§ What to produce:
Every line of the listing should be repeated exactly.

§ Data records:
_ _ _ _ _ _ _
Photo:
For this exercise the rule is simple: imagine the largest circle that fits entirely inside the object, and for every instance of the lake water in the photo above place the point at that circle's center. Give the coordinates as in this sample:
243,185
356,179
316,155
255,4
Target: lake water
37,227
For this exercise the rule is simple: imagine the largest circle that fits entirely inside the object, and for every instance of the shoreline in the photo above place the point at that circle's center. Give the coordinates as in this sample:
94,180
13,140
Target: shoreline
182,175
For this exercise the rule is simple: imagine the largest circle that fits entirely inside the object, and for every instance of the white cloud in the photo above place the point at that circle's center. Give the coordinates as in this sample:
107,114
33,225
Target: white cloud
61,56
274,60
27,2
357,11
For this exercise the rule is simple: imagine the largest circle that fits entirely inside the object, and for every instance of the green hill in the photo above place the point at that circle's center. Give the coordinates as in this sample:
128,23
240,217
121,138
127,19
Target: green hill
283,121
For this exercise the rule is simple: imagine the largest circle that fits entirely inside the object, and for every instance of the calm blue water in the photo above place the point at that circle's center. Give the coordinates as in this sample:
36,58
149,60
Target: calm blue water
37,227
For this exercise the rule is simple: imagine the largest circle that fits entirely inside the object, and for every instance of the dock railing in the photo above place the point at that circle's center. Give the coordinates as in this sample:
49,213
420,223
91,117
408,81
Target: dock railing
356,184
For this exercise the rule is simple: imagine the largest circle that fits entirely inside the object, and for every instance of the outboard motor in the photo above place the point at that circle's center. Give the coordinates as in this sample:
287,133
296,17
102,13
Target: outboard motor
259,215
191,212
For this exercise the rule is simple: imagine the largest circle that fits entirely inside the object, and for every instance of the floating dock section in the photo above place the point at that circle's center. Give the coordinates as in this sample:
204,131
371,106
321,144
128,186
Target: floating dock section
_ _ _ _ _ _ _
§ Answer box:
Photo:
For this exercise the rule is simple: imagine the largest circle that fits entirely inside the object, and for every instance of the lake water in the photo above place the point at that circle's center. Give the coordinates as in this sample:
243,185
356,179
316,155
255,4
Target: lake water
37,227
For this exercise the rule is simple: imagine the largest circle that fits entirely inside the object, and for every instance of the shoreline in the photo above place the point at that circle's center. Give the coordinates as in this sample:
94,180
13,140
Target: shoreline
182,175
For this exercise the rule is simple: imagine the largest circle that fits entirely inside the object, and for every instance of the white cloud in the photo above place the point at that circle's center. Give the coordinates as in this sample:
107,114
33,225
Target: white cloud
61,56
274,60
27,2
357,11
For this exercise the rule is simple: imagine the largest circle that fits entirely inside the object, and for every instance of the green hill in the photo above place the point at that circle's center. Give the coordinates as in this sample:
128,23
240,217
121,138
127,19
Target: green hill
283,121
For this exercise the rule is simple: imagine the largest circle that fits entirely inside the object, and for every instance of the calm blue water in the photo above place the point at that circle's center. Give the coordinates as in this sample:
36,58
149,60
Target: calm blue water
37,227
For this exercise the rule is simple: imagine the largest circle that fits entirely inside the object, and for every instance of the dock railing in the photo above place the point at that circle's center. Give the coordinates as in this sample:
49,213
420,223
91,117
408,81
Target: dock railing
356,184
For this exercise the rule is simple: imagine the largest circle that fits entirely inside the object, and for every instance of the outboard motor in the photo above place the point at that circle's center. Give the coordinates as in this sample:
287,133
296,17
102,13
Target: outboard motor
259,215
191,212
For this exercise the rule is simple: imagine the largest circle that fits entirely inside the object, and for every instance of the floating dock section in the photo above place the point at that circle's center. Give the coordinates as in this sample:
204,131
371,106
321,144
128,186
Target: floating dock section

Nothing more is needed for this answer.